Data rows

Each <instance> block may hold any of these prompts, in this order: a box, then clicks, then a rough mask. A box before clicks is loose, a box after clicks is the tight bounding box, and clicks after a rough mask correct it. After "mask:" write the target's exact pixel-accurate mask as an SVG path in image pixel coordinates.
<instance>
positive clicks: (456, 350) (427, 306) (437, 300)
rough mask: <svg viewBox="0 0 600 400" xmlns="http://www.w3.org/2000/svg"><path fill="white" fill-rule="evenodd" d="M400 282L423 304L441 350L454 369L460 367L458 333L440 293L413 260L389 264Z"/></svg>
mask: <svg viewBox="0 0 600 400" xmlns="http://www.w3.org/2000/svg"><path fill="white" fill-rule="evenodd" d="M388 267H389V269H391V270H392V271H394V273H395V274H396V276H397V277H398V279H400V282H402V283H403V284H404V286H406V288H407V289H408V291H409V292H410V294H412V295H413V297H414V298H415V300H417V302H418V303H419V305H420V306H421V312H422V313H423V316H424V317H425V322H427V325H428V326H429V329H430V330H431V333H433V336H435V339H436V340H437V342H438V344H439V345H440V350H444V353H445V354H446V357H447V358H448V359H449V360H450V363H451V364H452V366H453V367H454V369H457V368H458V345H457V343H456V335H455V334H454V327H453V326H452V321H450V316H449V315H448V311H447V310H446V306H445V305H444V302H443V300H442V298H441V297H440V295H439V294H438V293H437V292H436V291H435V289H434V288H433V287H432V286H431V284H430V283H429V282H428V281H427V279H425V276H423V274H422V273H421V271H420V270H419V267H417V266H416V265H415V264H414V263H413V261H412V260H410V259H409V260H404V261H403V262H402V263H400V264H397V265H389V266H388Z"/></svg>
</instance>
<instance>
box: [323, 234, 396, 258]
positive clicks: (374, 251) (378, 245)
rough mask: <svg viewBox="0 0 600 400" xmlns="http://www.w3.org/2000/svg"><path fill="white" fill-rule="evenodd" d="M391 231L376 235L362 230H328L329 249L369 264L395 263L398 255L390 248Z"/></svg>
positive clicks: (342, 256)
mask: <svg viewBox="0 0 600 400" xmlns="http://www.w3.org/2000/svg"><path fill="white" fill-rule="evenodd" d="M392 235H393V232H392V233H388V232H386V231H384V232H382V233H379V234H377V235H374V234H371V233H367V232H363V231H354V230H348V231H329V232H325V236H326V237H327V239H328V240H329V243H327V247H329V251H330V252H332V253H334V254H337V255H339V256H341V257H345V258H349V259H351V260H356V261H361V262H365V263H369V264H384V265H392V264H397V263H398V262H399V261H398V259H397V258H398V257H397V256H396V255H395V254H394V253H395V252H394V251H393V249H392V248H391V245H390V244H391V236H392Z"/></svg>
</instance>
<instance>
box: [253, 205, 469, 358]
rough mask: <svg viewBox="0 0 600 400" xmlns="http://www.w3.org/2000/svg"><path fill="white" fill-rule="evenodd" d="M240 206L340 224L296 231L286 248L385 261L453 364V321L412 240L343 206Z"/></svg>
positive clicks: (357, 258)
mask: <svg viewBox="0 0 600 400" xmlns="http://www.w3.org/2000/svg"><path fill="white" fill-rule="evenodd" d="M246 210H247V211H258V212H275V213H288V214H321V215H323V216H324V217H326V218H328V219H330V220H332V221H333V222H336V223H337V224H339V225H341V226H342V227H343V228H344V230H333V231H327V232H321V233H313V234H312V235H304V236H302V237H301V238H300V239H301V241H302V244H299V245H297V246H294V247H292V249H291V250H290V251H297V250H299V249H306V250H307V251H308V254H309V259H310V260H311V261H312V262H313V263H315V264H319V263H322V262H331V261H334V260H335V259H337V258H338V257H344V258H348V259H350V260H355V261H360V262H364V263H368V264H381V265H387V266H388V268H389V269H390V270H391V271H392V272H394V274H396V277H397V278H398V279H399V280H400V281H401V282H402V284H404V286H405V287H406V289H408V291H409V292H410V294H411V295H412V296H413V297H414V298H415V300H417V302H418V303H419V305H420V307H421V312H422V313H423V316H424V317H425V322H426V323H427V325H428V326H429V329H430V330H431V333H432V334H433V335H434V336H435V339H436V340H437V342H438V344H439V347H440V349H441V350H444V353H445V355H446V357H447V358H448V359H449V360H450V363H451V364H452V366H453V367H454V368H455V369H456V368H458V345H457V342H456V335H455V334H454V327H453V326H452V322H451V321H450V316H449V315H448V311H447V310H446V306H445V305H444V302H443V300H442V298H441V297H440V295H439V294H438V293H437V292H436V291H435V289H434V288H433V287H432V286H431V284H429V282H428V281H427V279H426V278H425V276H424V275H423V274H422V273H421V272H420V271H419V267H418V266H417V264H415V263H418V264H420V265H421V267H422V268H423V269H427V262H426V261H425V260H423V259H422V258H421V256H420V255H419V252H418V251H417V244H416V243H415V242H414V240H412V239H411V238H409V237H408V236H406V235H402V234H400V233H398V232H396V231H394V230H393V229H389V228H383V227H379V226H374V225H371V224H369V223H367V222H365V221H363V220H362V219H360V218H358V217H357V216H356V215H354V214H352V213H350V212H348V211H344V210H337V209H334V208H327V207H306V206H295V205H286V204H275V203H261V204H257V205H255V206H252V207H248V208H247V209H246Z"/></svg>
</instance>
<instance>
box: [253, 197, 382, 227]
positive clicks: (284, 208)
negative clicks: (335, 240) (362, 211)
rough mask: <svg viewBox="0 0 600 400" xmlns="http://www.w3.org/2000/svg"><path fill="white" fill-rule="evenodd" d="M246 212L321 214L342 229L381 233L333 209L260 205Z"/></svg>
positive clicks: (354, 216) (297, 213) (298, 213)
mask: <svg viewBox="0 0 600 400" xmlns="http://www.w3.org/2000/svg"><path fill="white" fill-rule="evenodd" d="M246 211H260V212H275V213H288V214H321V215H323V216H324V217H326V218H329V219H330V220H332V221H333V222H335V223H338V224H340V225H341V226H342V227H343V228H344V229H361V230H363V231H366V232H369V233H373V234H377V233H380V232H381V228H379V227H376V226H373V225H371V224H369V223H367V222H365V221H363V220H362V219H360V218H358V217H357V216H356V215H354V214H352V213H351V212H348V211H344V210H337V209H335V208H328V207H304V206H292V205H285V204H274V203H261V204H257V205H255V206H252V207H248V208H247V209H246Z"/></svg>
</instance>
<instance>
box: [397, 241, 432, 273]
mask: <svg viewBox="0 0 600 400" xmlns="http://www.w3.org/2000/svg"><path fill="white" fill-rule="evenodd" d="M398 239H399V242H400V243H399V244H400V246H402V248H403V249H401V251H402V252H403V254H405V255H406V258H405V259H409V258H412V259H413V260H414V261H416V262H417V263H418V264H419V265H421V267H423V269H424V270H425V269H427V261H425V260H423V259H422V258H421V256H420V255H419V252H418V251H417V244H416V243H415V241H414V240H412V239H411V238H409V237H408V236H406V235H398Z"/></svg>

---

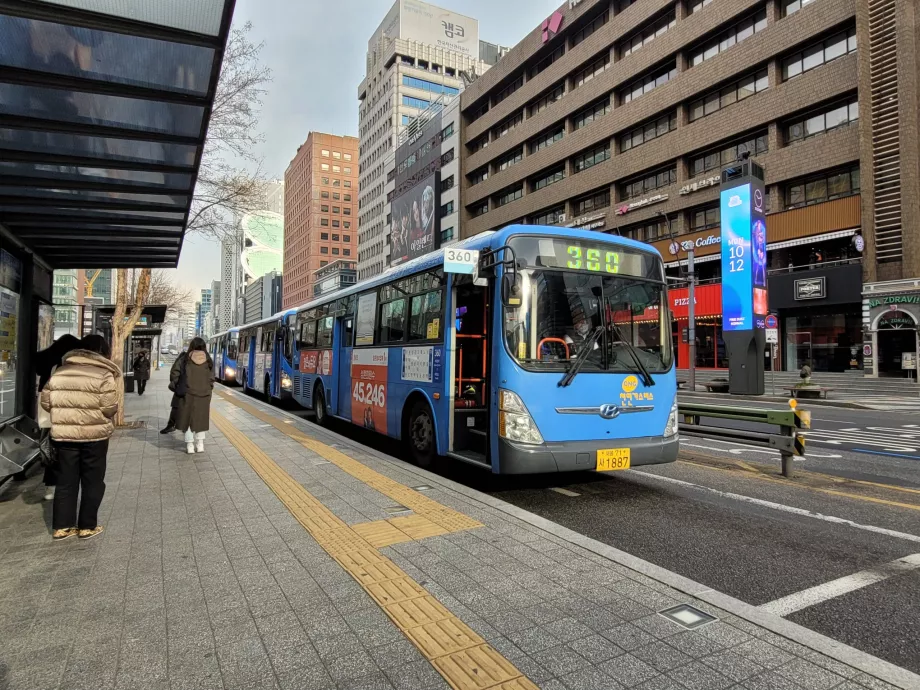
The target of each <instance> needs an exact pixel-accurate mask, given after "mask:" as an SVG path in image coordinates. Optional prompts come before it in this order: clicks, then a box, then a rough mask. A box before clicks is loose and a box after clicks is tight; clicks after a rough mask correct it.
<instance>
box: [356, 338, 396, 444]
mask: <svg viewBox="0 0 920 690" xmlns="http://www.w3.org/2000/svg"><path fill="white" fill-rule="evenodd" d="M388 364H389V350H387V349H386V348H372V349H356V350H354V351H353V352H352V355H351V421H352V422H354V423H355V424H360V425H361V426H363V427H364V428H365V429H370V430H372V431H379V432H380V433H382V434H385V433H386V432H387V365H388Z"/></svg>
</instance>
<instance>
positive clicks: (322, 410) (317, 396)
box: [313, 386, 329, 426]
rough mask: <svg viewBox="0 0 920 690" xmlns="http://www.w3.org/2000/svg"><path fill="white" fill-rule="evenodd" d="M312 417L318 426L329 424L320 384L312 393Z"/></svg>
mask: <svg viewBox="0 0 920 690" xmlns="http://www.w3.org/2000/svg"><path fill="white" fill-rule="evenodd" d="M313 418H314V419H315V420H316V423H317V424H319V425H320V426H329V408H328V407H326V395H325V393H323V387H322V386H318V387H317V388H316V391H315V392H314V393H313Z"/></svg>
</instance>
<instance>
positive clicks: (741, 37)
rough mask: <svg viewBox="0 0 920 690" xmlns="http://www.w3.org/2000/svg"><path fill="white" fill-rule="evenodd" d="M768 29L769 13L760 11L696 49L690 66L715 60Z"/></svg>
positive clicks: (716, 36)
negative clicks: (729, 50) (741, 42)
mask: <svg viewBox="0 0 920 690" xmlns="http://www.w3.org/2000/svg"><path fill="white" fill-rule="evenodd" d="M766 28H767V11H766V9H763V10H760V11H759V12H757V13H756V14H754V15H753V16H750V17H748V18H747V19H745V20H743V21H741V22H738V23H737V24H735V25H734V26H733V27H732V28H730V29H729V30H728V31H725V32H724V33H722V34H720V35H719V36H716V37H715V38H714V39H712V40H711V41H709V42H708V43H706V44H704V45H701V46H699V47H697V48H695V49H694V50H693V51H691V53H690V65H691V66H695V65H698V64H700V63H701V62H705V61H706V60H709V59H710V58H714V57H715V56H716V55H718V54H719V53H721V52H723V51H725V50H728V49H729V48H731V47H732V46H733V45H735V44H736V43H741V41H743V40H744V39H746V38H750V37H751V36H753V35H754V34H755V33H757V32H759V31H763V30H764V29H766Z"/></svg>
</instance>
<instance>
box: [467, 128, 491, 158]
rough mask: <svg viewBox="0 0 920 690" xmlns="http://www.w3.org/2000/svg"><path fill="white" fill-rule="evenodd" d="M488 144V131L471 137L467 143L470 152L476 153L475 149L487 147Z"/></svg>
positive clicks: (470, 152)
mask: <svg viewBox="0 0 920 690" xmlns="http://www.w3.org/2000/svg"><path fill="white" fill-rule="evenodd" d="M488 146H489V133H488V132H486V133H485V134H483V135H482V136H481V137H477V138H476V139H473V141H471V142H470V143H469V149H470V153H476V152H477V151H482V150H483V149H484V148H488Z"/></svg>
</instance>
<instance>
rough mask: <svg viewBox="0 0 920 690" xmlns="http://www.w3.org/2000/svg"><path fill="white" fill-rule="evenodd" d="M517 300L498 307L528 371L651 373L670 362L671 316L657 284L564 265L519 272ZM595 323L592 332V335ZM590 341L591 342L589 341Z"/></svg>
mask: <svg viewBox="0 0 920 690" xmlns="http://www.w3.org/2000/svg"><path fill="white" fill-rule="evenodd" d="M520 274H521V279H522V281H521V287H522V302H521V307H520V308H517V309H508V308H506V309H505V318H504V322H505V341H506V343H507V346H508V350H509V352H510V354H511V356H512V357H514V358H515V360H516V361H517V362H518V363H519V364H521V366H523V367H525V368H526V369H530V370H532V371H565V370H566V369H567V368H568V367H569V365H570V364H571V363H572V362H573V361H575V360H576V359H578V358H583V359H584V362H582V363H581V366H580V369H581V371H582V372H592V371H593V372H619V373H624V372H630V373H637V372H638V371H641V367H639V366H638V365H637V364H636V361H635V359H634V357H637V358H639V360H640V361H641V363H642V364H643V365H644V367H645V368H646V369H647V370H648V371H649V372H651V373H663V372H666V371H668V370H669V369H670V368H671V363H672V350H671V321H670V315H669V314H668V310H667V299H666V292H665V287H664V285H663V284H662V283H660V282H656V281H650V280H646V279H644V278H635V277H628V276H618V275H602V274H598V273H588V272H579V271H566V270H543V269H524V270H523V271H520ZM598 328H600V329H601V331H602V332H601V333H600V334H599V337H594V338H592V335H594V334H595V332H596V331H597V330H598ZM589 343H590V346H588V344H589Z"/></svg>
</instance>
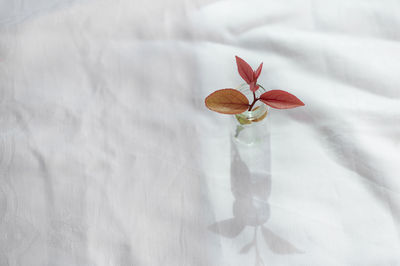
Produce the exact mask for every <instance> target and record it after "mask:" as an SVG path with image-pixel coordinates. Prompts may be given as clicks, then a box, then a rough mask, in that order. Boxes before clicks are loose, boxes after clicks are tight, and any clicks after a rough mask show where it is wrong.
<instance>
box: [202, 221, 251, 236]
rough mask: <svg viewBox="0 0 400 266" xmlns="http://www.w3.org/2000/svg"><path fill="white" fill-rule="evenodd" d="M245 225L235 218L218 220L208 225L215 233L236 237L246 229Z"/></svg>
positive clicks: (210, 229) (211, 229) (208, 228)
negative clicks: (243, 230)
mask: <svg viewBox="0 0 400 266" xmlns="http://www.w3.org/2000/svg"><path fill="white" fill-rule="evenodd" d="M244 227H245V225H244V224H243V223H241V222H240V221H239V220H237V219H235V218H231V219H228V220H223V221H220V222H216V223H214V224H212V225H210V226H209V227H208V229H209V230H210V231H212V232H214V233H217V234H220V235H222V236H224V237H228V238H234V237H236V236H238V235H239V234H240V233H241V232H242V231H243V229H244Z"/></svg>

*ACTIVITY*: Rewrite the lines from the one containing "Each <instance> block" up to and including the one containing "282L423 304L441 350L454", substituting "coarse mask" for every "rough mask" and leaving everything else unchanged.

*COMPLETED EXERCISE*:
Each <instance> block may hold any of these prompts, in this order: a box, then clicks, then a coarse mask. A box before clicks is loose, a box after clicks is the tight bounding box, and clicks after a coarse mask correct it. After "mask:" write the target's exact pixel-accurate mask as an SVG path in image pixel coordinates.
<instance>
positive clicks: (456, 350) (427, 306) (437, 300)
coarse mask: <svg viewBox="0 0 600 400" xmlns="http://www.w3.org/2000/svg"><path fill="white" fill-rule="evenodd" d="M400 282L423 304L441 350L454 369L460 367L458 333L440 293L413 260L389 264Z"/></svg>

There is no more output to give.